Written instruction >>
In the street photography thread below, why does chris82 suggest cropping the shot called "Retired" a little from the top? Answer in one to three sentences.

Text >>
# Some street photography



## ernie (Apr 16, 2009)

1. Retired






2. Having a discussion





3. Enjoying the sun





4. Tunnel






What do you think? Subjects interesting enough? B&W conversion ok?


----------



## Dagwood56 (Apr 16, 2009)

I think they're great. I like the composition, you've shown a nice definition of size perspective with the people versus the buildings that are around them. I like the lines and the way you've shown texture. Nice job.


----------



## timethief (Apr 16, 2009)

I think all very nice.Last one is my favorite. I am really loving the noise in that one.


----------



## Seefutlung (Apr 16, 2009)

These are interesting .. the images all share a starkness, loneliness and a coldness of a large city.

Gary


----------



## chris82 (Apr 16, 2009)

They all look great I think retired would be my personal favorit but I would maybe crop it down from the top a little to get rid of the window ledge.

The subjects are great and really interesting in my humble oppinion and the B&W conversions are spot on. I would love to see more.


----------



## SympL (Apr 17, 2009)

Very nice work in difficult lighting, Ernie.
I don't have a favorite...liking them all.
Well done.


----------



## Harmony (Apr 19, 2009)

Data rows >>
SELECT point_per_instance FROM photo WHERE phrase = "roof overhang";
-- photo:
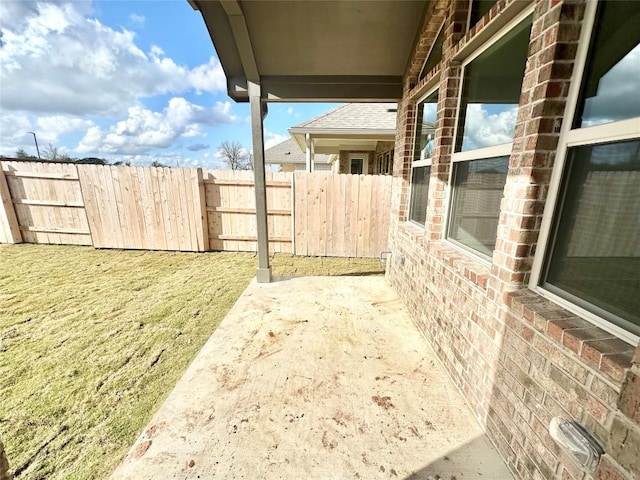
(331, 141)
(332, 50)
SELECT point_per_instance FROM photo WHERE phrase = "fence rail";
(106, 206)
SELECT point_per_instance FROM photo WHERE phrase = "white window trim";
(513, 14)
(360, 156)
(569, 137)
(419, 163)
(478, 153)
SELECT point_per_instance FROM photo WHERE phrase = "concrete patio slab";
(315, 378)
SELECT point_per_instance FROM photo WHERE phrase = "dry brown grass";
(92, 341)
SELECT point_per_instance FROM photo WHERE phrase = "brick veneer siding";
(518, 358)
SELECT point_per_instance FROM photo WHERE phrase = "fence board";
(9, 226)
(318, 214)
(47, 202)
(230, 199)
(341, 215)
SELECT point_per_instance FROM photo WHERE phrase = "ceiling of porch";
(324, 51)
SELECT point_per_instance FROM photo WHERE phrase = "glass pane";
(479, 8)
(435, 55)
(356, 166)
(419, 194)
(478, 188)
(596, 253)
(426, 127)
(491, 92)
(611, 84)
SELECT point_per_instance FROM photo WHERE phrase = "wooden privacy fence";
(316, 214)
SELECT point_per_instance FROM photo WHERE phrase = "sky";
(132, 81)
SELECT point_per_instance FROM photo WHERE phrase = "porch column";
(263, 274)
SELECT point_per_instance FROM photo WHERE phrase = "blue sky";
(123, 80)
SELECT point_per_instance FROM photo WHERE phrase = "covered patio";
(315, 377)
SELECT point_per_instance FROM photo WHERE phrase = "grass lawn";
(92, 342)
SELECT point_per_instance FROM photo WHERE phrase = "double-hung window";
(591, 227)
(423, 150)
(492, 81)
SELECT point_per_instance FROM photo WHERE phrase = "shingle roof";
(359, 116)
(289, 152)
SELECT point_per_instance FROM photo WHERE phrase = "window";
(475, 211)
(595, 258)
(610, 82)
(591, 229)
(491, 91)
(479, 8)
(357, 165)
(423, 149)
(491, 86)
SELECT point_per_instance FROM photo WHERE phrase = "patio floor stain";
(315, 377)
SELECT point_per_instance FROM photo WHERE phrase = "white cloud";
(50, 128)
(484, 129)
(208, 77)
(196, 147)
(13, 134)
(271, 139)
(137, 19)
(54, 59)
(145, 130)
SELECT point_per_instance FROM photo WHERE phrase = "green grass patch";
(92, 342)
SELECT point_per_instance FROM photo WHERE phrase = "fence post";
(8, 219)
(203, 210)
(293, 213)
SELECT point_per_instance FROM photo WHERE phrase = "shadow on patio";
(315, 377)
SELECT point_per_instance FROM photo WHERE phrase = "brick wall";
(518, 358)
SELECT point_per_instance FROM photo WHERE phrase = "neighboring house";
(289, 158)
(355, 138)
(359, 136)
(515, 241)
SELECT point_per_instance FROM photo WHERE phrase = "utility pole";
(36, 142)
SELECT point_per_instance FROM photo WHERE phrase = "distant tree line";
(232, 153)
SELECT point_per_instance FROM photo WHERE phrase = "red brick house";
(516, 234)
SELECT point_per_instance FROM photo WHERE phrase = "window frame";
(484, 153)
(573, 137)
(427, 162)
(363, 157)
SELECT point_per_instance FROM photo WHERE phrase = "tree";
(235, 156)
(51, 153)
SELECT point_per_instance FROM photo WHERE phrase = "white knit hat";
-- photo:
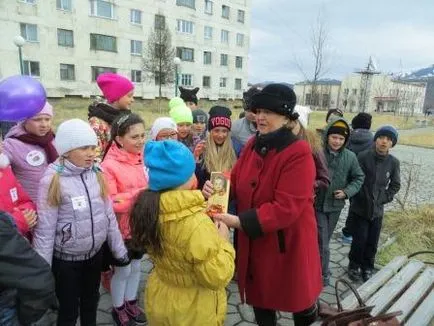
(73, 134)
(160, 124)
(303, 112)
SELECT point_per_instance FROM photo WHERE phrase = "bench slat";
(412, 296)
(391, 289)
(424, 314)
(374, 283)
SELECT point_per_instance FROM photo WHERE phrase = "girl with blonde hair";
(75, 218)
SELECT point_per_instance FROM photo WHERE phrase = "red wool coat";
(278, 261)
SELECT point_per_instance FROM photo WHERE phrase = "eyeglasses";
(122, 120)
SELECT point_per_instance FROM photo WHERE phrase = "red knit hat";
(114, 86)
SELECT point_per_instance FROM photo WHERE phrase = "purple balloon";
(21, 97)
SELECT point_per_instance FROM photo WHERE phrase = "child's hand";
(339, 194)
(230, 220)
(208, 189)
(31, 217)
(222, 230)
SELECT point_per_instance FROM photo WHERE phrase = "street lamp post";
(19, 41)
(177, 62)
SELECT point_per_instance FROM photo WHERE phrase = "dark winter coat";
(278, 261)
(360, 140)
(25, 278)
(382, 182)
(345, 174)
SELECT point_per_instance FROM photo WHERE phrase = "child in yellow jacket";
(193, 259)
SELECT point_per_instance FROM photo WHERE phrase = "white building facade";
(69, 42)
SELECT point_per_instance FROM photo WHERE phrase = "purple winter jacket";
(28, 162)
(77, 228)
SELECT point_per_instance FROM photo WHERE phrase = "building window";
(136, 76)
(67, 72)
(208, 33)
(186, 3)
(206, 81)
(64, 5)
(185, 54)
(31, 68)
(136, 47)
(96, 71)
(240, 39)
(225, 12)
(240, 17)
(186, 80)
(185, 26)
(207, 58)
(223, 59)
(159, 22)
(65, 37)
(239, 62)
(225, 36)
(102, 8)
(29, 32)
(208, 7)
(136, 16)
(103, 42)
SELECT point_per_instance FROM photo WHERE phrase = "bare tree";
(159, 55)
(319, 39)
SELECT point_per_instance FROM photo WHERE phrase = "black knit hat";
(198, 112)
(219, 116)
(277, 98)
(336, 111)
(339, 127)
(362, 121)
(189, 95)
(247, 96)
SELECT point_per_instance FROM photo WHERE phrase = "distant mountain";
(421, 74)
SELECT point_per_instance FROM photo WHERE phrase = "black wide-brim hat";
(277, 98)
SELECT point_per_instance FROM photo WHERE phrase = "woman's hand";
(230, 220)
(199, 149)
(340, 194)
(207, 189)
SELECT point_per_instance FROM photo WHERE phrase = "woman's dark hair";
(144, 223)
(120, 126)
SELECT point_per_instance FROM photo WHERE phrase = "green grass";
(413, 230)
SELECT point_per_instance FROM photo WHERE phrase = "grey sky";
(398, 33)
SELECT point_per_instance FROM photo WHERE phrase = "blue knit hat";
(170, 164)
(388, 131)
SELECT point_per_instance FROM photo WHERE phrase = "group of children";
(93, 198)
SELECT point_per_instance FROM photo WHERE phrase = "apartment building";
(69, 42)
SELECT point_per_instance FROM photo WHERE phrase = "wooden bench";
(403, 284)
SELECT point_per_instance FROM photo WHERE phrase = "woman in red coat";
(278, 262)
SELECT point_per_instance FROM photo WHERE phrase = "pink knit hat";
(47, 109)
(114, 86)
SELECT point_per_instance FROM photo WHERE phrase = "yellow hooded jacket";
(187, 284)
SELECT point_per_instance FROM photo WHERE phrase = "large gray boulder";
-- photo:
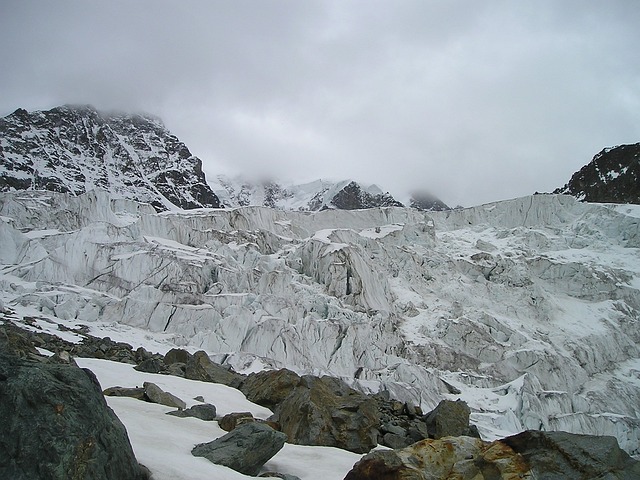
(156, 395)
(55, 424)
(561, 455)
(449, 419)
(205, 411)
(200, 367)
(271, 387)
(325, 411)
(245, 449)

Answer for the task >>
chris82 would crop a little off the top of "Retired" to get rid of the window ledge. This is despite it being chris82's personal favorite of the four shots.